# Requirements
Put every line of the records below into a Markdown table with two columns, Row for the row number and Line for the line, skipping blank lines. Leave the pictures out of the answer.
"""
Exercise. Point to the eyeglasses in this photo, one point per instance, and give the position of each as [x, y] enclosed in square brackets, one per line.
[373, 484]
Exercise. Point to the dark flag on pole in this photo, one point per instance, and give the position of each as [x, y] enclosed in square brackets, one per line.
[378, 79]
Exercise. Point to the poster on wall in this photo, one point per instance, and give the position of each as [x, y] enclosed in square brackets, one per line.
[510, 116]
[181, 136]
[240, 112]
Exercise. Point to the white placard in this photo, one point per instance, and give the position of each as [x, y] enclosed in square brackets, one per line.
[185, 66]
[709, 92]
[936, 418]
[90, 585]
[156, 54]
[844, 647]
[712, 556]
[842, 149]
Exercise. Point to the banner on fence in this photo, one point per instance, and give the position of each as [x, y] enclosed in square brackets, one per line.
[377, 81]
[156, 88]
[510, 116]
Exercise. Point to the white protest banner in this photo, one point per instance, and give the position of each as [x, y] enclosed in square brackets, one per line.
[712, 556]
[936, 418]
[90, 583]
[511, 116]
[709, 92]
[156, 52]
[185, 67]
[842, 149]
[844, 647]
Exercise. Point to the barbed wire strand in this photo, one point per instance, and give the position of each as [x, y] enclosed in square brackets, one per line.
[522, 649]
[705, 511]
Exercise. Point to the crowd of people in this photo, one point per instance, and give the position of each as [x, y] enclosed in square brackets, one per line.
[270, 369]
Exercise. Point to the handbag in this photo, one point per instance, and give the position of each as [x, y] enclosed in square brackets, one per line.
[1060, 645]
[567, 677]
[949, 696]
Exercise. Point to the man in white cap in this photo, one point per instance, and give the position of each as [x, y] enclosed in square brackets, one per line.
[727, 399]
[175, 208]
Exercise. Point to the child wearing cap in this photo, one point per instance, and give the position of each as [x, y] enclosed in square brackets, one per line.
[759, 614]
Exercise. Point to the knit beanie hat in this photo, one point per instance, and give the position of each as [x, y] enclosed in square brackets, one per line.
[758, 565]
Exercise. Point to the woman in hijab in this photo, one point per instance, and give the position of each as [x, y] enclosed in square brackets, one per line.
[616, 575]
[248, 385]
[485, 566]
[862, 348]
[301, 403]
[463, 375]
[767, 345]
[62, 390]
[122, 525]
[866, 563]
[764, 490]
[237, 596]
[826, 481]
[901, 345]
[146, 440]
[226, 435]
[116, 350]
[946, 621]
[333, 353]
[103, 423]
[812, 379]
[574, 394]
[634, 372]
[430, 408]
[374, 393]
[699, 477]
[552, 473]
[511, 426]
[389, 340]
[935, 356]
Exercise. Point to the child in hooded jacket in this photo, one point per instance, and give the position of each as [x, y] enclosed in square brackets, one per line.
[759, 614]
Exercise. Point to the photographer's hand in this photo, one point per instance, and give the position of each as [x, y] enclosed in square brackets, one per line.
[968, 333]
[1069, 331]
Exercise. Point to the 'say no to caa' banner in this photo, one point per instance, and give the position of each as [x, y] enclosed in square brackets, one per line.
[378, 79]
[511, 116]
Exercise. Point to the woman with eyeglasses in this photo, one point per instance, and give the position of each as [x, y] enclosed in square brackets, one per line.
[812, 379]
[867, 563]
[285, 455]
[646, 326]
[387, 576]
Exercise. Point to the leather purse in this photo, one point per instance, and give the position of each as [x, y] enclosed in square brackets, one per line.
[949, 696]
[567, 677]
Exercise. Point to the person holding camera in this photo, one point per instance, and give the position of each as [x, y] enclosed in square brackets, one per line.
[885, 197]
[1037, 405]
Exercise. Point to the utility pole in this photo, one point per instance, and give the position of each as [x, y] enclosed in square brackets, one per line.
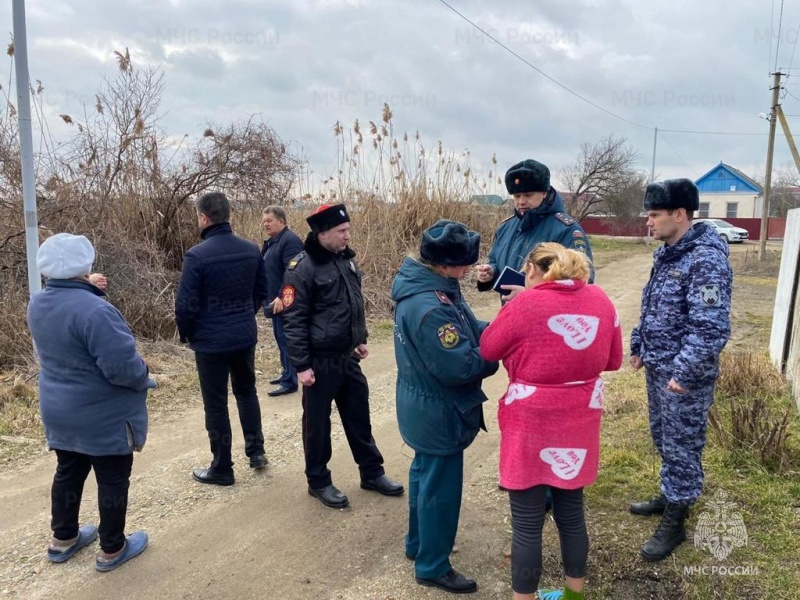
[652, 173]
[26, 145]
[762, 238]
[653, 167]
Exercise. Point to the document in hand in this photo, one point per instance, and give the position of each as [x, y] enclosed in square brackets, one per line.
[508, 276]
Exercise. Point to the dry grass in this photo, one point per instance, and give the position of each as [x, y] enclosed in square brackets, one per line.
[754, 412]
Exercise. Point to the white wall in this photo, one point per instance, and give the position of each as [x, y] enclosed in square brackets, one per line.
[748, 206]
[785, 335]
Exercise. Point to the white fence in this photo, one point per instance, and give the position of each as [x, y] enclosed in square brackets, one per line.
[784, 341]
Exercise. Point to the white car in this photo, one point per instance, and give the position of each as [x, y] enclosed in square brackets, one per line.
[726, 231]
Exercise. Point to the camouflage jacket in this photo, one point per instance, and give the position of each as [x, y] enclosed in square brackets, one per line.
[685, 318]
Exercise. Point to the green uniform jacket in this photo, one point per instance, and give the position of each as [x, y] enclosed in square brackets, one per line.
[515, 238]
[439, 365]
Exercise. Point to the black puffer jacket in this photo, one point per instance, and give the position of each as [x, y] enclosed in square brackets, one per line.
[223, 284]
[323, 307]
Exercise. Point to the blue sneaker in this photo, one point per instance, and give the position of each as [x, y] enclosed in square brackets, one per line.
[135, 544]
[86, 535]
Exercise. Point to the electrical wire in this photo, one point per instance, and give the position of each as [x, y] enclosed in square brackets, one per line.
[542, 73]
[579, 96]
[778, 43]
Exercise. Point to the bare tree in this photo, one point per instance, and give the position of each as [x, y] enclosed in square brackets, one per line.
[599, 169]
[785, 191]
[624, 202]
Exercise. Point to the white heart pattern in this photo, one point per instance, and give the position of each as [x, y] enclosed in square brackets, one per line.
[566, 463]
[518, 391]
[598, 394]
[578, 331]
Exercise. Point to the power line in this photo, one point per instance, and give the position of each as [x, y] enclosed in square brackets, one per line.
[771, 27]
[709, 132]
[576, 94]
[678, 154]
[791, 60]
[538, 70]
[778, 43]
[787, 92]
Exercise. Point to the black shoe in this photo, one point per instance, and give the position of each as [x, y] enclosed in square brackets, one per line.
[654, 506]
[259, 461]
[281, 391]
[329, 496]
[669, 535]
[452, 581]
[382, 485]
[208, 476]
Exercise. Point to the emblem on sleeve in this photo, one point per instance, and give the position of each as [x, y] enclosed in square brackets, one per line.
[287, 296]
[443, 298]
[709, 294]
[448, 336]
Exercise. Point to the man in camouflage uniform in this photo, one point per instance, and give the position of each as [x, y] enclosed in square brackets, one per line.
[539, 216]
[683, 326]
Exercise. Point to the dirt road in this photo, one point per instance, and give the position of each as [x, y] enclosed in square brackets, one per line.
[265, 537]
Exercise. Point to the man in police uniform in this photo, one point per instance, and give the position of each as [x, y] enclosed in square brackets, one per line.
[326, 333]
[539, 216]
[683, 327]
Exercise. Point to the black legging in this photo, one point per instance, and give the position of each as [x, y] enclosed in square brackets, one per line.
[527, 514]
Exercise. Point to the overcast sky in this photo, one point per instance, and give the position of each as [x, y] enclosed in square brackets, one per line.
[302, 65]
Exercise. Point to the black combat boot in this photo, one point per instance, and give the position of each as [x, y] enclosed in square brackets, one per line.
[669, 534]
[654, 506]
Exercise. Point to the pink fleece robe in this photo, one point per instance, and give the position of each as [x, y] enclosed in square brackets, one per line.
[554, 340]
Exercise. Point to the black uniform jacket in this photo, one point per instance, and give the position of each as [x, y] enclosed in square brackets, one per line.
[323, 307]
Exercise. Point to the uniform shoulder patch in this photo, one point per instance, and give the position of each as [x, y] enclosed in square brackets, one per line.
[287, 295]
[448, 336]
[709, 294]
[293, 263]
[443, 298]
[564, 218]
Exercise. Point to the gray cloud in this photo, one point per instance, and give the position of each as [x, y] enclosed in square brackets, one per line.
"""
# Task solution
| Row | Line |
|---|---|
| 1 | Exercise. Point to the eyeglasses in this photo, one point per instance, and give the position of each as [x, y] enclosed in square brackets, one per line. |
| 2 | [373, 484] |
| 3 | Exercise. Point to the dark flag on pole in this photo, one point per instance, and give the position of each as [x, y] enclosed in square brackets, one per line. |
| 4 | [378, 79] |
| 5 | Exercise. Point to the poster on wall in this photo, one point per instance, and give the position of each as [x, y] enclosed in square brackets, one per line. |
| 6 | [510, 116] |
| 7 | [181, 136] |
| 8 | [240, 112] |
| 9 | Exercise. Point to the white placard in this photo, one point per instance, and give the position of each as [x, y] enclosed in square brackets, one per line. |
| 10 | [185, 66] |
| 11 | [709, 92] |
| 12 | [936, 418] |
| 13 | [90, 585] |
| 14 | [156, 54] |
| 15 | [844, 647] |
| 16 | [712, 556] |
| 17 | [842, 149] |
| 18 | Exercise. Point to the banner on fence in this photo, one point per instance, and give the position of each as [x, y] enclosed in square brackets, one per line. |
| 19 | [377, 81] |
| 20 | [156, 88] |
| 21 | [510, 116] |
| 22 | Exercise. Point to the white protest banner in this photo, one point per instance, and give the position of each as [x, y] enclosed in square brackets, one per line. |
| 23 | [712, 556] |
| 24 | [936, 418] |
| 25 | [90, 583] |
| 26 | [511, 116] |
| 27 | [709, 92] |
| 28 | [156, 52] |
| 29 | [185, 67] |
| 30 | [842, 149] |
| 31 | [844, 647] |
| 32 | Exercise. Point to the barbed wire strand in this photo, one point per instance, and give the position of each as [x, y] enclosed in square brackets, one per line. |
| 33 | [522, 649] |
| 34 | [705, 511] |
| 35 | Exercise. Point to the crowd of people in this photo, one point per instance, and give the position of each as [x, y] enclosed in square brackets, one per line. |
| 36 | [270, 369] |
| 37 | Exercise. Point to the handbag in this photo, one point per instance, and give the position of each as [x, y] enclosed in square brackets, one per line. |
| 38 | [1060, 645] |
| 39 | [567, 677] |
| 40 | [949, 696] |
| 41 | Exercise. Point to the man in white cap in this photo, one point per instance, and give the position of each as [x, y] enclosed in square brackets, one per line. |
| 42 | [727, 399] |
| 43 | [175, 208] |
| 44 | Exercise. Point to the child wearing cap in this photo, one point per instance, and give the position of each as [x, y] enclosed in square brackets, one per line. |
| 45 | [759, 614] |
| 46 | Exercise. Point to the knit beanie hat in this photo, one point per instance, and give the position of each as [x, y] enclosed in square brackets, one per line. |
| 47 | [758, 565] |
| 48 | Exercise. Point to the woman in hijab in this photo, one point per instance, and give the position of each as [x, y] enclosed in square brackets, one per line. |
| 49 | [616, 575] |
| 50 | [248, 385] |
| 51 | [485, 566] |
| 52 | [862, 348] |
| 53 | [301, 403] |
| 54 | [463, 375] |
| 55 | [767, 345] |
| 56 | [62, 390] |
| 57 | [122, 525] |
| 58 | [866, 563] |
| 59 | [764, 490] |
| 60 | [237, 596] |
| 61 | [826, 481] |
| 62 | [901, 345] |
| 63 | [146, 440] |
| 64 | [226, 435] |
| 65 | [116, 350] |
| 66 | [946, 621] |
| 67 | [333, 353] |
| 68 | [103, 423] |
| 69 | [812, 379] |
| 70 | [574, 394] |
| 71 | [634, 372] |
| 72 | [430, 408] |
| 73 | [374, 393] |
| 74 | [699, 477] |
| 75 | [552, 473] |
| 76 | [511, 426] |
| 77 | [389, 340] |
| 78 | [935, 356] |
| 79 | Exercise. Point to the child in hooded jacket in this photo, one point per instance, and give the position of each as [x, y] enclosed in square brackets, one per line. |
| 80 | [759, 614] |
| 81 | Exercise. Point to the photographer's hand in this photo, one point per instance, and give the position of each as [x, y] enclosed in square brackets, one per line. |
| 82 | [968, 333] |
| 83 | [1069, 331] |
| 84 | Exercise. Point to the 'say no to caa' banner in this photo, one point per instance, and give the position of each as [x, y] enclosed in square brackets, one per line. |
| 85 | [378, 79] |
| 86 | [511, 116] |
| 87 | Exercise. Point to the woman with eyeglasses in this photo, one point per instance, and give the position of each as [x, y] enclosed in square brackets, one per line. |
| 88 | [812, 379] |
| 89 | [867, 563] |
| 90 | [285, 455] |
| 91 | [646, 326] |
| 92 | [387, 576] |
| 93 | Exercise. Point to the leather purse in this photo, one point per instance, and give the position of each as [x, y] enclosed in square brackets, one per line. |
| 94 | [949, 696] |
| 95 | [567, 677] |
| 96 | Exercise. Point to the person holding camera in this photo, one point per instance, and give the position of each as [x, y] enclosed in square brackets, one per line. |
| 97 | [885, 197] |
| 98 | [1037, 405] |
| 99 | Exercise. Point to the utility pole in this photo, one point per instance, and give the position of each as [x, y] enclosed in square brackets, one per line. |
| 100 | [652, 173] |
| 101 | [26, 145] |
| 102 | [762, 238] |
| 103 | [653, 167] |
| 104 | Exercise. Point to the document in hand in this photo, one point per instance, and give the position of each as [x, y] enclosed in square brackets, one per line. |
| 105 | [508, 276] |
| 106 | Exercise. Point to the dry grass in this photo, one point per instance, and give the position of each as [x, y] enclosed in square brackets, one per line. |
| 107 | [754, 412] |
| 108 | Exercise. Point to the white wall in this photo, one point per instance, and give the position of each as [x, y] enclosed in square brackets, one per line. |
| 109 | [748, 206] |
| 110 | [785, 335] |
| 111 | Exercise. Point to the white fence in this photo, one point per instance, and give the position of each as [x, y] enclosed in square brackets, one per line. |
| 112 | [784, 341] |
| 113 | Exercise. Point to the white car in this photo, one point per instance, and give the position of each as [x, y] enclosed in square brackets, one per line. |
| 114 | [726, 231] |
| 115 | Exercise. Point to the camouflage jacket in this photo, one point per instance, and give the position of each as [x, y] enclosed in square brackets, one per line. |
| 116 | [685, 318] |
| 117 | Exercise. Point to the green uniform jacket in this photo, one point per instance, and give the position of each as [x, y] enclosed in square brackets, one per line. |
| 118 | [515, 238] |
| 119 | [439, 365] |
| 120 | Exercise. Point to the black puffer jacket in this photo, one point per instance, and give the position of each as [x, y] enclosed in square brackets, one per line. |
| 121 | [223, 284] |
| 122 | [323, 307] |
| 123 | Exercise. Point to the blue sneaker in this photo, one point per instance, and give the position of each as [x, y] enclosed in square brackets, one per line. |
| 124 | [135, 544] |
| 125 | [86, 535] |
| 126 | Exercise. Point to the electrical wire in this photo, one point per instance, and give the position of each as [x, y] enclosed in square brackets, one per line. |
| 127 | [542, 73] |
| 128 | [579, 96] |
| 129 | [778, 43] |
| 130 | Exercise. Point to the bare tree in this photo, one point per instance, and give the position of each as [x, y] enclosed in square brackets, one per line. |
| 131 | [599, 169] |
| 132 | [785, 191] |
| 133 | [624, 202] |
| 134 | Exercise. Point to the white heart pattern in this photo, one point per instance, and give the position of each as [x, y] enclosed in square brackets, one per line. |
| 135 | [566, 463] |
| 136 | [518, 391] |
| 137 | [598, 394] |
| 138 | [578, 331] |
| 139 | Exercise. Point to the power line in this photo, one point per instance, and give the position of each as [x, y] enclosed in square brackets, one per line. |
| 140 | [771, 27] |
| 141 | [709, 132] |
| 142 | [576, 94] |
| 143 | [678, 154] |
| 144 | [791, 60] |
| 145 | [538, 70] |
| 146 | [778, 43] |
| 147 | [787, 92] |
| 148 | Exercise. Point to the black shoe in this photo, one point per instance, and give the position of each as [x, y] enclosed in square brackets, one per line. |
| 149 | [654, 506] |
| 150 | [259, 461] |
| 151 | [281, 391] |
| 152 | [329, 496] |
| 153 | [669, 535] |
| 154 | [452, 581] |
| 155 | [382, 485] |
| 156 | [208, 476] |
| 157 | Exercise. Point to the emblem on sleeve in this photo, one point per instance, and give the position of each as [x, y] enclosed in square brackets, one per line. |
| 158 | [287, 296] |
| 159 | [443, 298] |
| 160 | [709, 294] |
| 161 | [448, 336] |
| 162 | Exercise. Point to the man in camouflage uniform in this photo, one point per instance, and give the position of each as [x, y] enclosed in square brackets, one per line. |
| 163 | [539, 216] |
| 164 | [683, 326] |
| 165 | Exercise. Point to the dirt road in this photo, one point per instance, and give the position of each as [x, y] enclosed in square brackets, one per line. |
| 166 | [265, 537] |
| 167 | Exercise. Point to the man in police uniform in this photo, one point per instance, and give the position of each as [x, y] enclosed in square brackets, one per line. |
| 168 | [326, 333] |
| 169 | [539, 216] |
| 170 | [683, 327] |
| 171 | Exercise. Point to the black legging in this photo, one point per instance, and give the position of each as [x, y] enclosed in square brackets, one per line. |
| 172 | [527, 514] |
| 173 | Exercise. Point to the overcast sky in this photo, one point per instance, and give the position of each as [x, y] enclosed in square brackets, one per line. |
| 174 | [302, 65] |
| 175 | Exercise. Point to the black combat boot in this photo, one point per instance, and give the position of each as [x, y] enclosed in square brackets, one per line. |
| 176 | [669, 534] |
| 177 | [654, 506] |
| 178 | Exercise. Point to the pink fleece robe in this photo, one point per instance, and give the position of each as [x, y] enclosed in square brackets, one per line. |
| 179 | [554, 340] |
| 180 | Exercise. Point to the black uniform jacket in this photo, one point per instance, and give the position of each as [x, y] enclosed in square brackets, one per line. |
| 181 | [323, 307] |
| 182 | Exercise. Point to the uniform shoulder patch in this photo, one point per instance, and give the position of each as [x, y] enclosed in square brackets, one per line. |
| 183 | [287, 295] |
| 184 | [448, 336] |
| 185 | [709, 294] |
| 186 | [293, 263] |
| 187 | [443, 298] |
| 188 | [564, 218] |
| 189 | Exercise. Point to the gray cloud in this photo, one point per instance, and give the position of each as [x, y] enclosed in square brackets, one per line. |